• [Tasks and exercises]
1. In the report on the Treasury's sanctions over the SamSam ransomware, what currency are the two Iranians charged with exchanging Bitcoin into?
2. Write the next part of the report on the Treasury's sanctions over the SamSam ransomware, picking up after its final sentence.

• [Excerpted text]
---------------

The U.S. Treasury Department has reprimanded two Iranians who are supposedly involved in Bitcoin (BTC) ransomware scheme SamSam.
The Treasury made this matter official in a press release.
The U.S. Department of the Treasury’s Office of Foreign Assets Control (OFAC) has taken steps against two Iranian individuals, Ali Khorashadizadeh and Mohammad Ghorbaniyan, who are charged with exchanging Bitcoin into Iranian rials (IRR).
This is the first time that Bitcoin addresses have been attributed to “designated individuals” on the OFAC’s sanctions list.
The report stated that SamSam ransomware penetrates into companies’ computer networks, letting the criminals take over administrator rights to demand a ransom in Bitcoin in exchange for regained network access by users. The ransomware has compromised a number of firms, government agencies, universities, and hospitals, targeting over 200 victims.
OFEC has identified two crypto addresses linked to the alleged Iran-based criminals, with 7,000 transactions in Bitcoin and an estimated 6,000 BTC transferred since 2013, the report indicated.

---------------

• [Collected data]

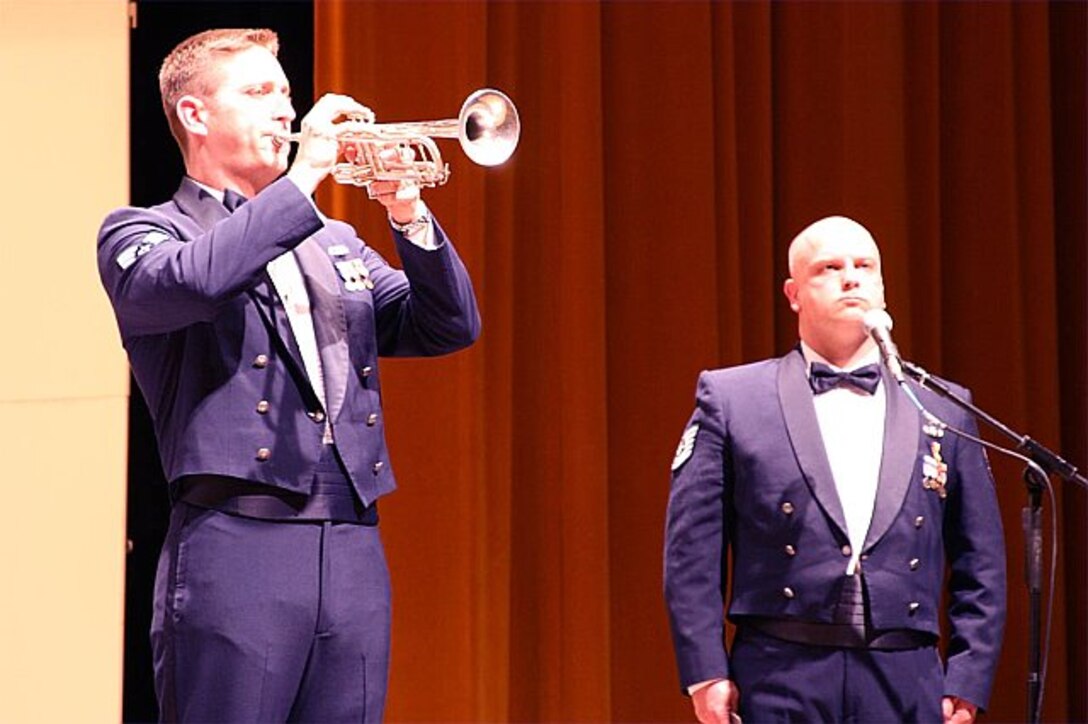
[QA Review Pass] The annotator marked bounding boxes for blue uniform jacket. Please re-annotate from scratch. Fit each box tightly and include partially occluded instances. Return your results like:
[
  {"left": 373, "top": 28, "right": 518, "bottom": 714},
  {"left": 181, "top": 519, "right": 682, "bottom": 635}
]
[
  {"left": 98, "top": 179, "right": 480, "bottom": 503},
  {"left": 665, "top": 349, "right": 1005, "bottom": 707}
]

---------------

• [Answers to this exercise]
1. Iranian rials (IRR).

2.
While Khorashadizadeh and Ghorbaniyan are supposedly responsible for the exchange of crypto and the deposits of rials into Iranian banks, the ransomware scheme also has two Iranian players that functioned as hackers and have been compromising multiple data networks with SamSam in the U.S., the United Kingdom, and Canada since 2015.
A few months earlier, it was reported that SamSam creators were making around $300,000 per month, and “nobody [could] work out who they are.” According to research offered by cybersecurity firm Sophos, SamSam has gathered about $6 million since apparently being launched in 2015.